Given passage:
begin
The Act, 63 x 36 cm, oil, pigment on linen, 2011

 

Mask as Metamorphosis

For me the theme of transformation is something that affects everyone. In one way or another, human
beings are constantly in a process of transformation. Events that impact on our lives, the transition
from child to adult, the relationship with our parents and children and with the world, all colour us
and change us and make us into the people we are.

Cathrine Raben Davidsen is concerned with human destinies, with transformations and transitions,
and with the journey from one place to another or from one state to another. Her works show objects
and people caught in a snapshot-like image or in the midst of a transformation process: balls suspended
in the air and faces that appear partly obliterated. In the drawings the fine contour lines intersect
with the outlines of other figures, while the thinly applied paint reveals older layers and over-painted
motifs. Her figures and people are composite in more than one sense: the usual parameters of identity
such as gender and age are not immediately evident; rather, we often seem to see androgynous or
animal-like beings outside time and space. The faces have an enigmatic, even mask-like character that
gives the impression of concealing a different face or perhaps even more masks or layers that can be
peeled off ad infinitum. The nature of the mask seems to be precisely that it questions
identity, or to put it differently, wearing a mask means no longer being oneself.
end
Extracted material:
begin
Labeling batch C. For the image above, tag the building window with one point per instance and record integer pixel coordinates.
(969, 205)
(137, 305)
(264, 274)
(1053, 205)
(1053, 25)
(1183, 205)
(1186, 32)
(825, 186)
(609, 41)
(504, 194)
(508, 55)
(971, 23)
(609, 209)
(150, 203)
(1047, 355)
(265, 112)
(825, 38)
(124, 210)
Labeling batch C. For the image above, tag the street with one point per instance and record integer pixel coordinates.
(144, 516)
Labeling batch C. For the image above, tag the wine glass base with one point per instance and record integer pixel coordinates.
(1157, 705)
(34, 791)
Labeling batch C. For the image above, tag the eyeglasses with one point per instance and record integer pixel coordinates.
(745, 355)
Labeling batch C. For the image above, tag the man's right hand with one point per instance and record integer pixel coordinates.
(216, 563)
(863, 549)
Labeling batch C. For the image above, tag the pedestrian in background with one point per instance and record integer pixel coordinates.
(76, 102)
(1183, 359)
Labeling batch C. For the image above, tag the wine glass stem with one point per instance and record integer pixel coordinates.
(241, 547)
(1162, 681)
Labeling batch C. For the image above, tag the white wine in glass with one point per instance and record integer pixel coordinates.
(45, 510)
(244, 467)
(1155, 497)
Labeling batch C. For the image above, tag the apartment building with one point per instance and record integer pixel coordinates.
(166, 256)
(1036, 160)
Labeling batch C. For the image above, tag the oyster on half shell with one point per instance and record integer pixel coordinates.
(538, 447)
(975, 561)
end
Tasks:
a) According to the Mask as Metamorphosis passage, which usual parameters of identity are not immediately evident in Cathrine Raben Davidsen's figures?
b) Print everything in the Mask as Metamorphosis passage from "The Act, 63" down to "people we are.".

Solutions for each task:
a) Gender and age.

b)
The Act, 63 x 36 cm, oil, pigment on linen, 2011

 

Mask as Metamorphosis

For me the theme of transformation is something that affects everyone. In one way or another, human
beings are constantly in a process of transformation. Events that impact on our lives, the transition
from child to adult, the relationship with our parents and children and with the world, all colour us
and change us and make us into the people we are.